▸ **What to produce**:
Only one stretch of the data below is wanted: the lines starting at the one with "Target: row of columns" and ending at the one with "Format sample: x=145, y=4", both included, given again exactly.

Referring expression data:
= = = =
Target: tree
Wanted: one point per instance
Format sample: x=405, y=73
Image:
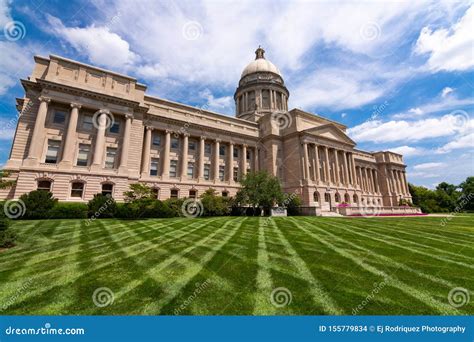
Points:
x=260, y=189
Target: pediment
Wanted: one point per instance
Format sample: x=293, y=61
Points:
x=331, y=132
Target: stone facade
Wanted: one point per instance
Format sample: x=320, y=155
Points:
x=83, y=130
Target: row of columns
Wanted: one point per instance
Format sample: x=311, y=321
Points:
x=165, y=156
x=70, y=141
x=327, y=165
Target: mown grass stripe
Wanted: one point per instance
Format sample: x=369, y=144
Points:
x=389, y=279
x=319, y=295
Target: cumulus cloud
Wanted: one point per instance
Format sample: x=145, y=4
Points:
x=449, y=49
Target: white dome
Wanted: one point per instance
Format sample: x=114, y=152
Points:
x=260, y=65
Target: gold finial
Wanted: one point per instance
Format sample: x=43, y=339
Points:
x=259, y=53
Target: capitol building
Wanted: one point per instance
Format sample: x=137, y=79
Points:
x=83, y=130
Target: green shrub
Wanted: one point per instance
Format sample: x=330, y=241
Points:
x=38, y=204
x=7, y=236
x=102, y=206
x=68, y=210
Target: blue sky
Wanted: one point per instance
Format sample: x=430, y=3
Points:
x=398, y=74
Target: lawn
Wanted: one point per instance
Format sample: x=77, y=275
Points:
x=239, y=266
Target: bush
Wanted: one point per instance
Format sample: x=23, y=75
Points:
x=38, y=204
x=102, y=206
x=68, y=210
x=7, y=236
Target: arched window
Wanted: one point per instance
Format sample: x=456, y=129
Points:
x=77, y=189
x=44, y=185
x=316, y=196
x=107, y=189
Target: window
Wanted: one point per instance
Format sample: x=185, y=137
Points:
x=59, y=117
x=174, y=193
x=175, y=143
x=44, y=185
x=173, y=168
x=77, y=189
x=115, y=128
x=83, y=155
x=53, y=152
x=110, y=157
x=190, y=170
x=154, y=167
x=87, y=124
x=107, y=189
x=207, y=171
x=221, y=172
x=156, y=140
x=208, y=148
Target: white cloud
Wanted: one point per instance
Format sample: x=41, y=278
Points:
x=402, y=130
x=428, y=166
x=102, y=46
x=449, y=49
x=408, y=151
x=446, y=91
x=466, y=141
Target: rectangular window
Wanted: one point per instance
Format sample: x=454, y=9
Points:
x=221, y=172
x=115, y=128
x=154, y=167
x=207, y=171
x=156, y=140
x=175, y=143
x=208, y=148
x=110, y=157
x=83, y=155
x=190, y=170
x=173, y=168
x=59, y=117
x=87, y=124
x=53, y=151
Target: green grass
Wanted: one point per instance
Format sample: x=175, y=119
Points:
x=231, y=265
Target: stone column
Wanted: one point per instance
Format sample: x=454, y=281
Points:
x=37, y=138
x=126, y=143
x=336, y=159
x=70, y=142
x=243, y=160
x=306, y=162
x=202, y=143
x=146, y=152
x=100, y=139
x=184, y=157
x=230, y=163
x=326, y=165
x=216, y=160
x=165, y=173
= = = =
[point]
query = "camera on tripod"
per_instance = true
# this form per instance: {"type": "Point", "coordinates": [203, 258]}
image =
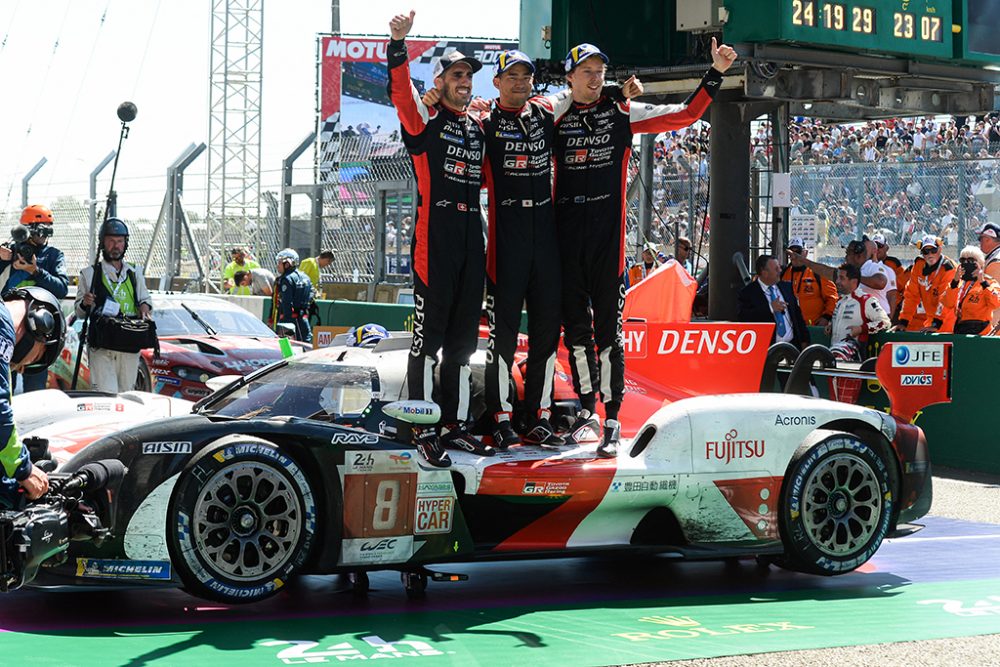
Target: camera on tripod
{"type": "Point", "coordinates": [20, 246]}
= = = =
▸ **Answer box**:
Target: row of columns
Wanted: one point per instance
Format sample: x=311, y=321
Points:
x=165, y=156
x=70, y=141
x=327, y=165
Target: mown grass stripe
Wanted: one point per instance
Format sample: x=369, y=144
Points:
x=389, y=279
x=319, y=295
Target: cumulus cloud
Wanted: one point per instance
Format sample: x=145, y=4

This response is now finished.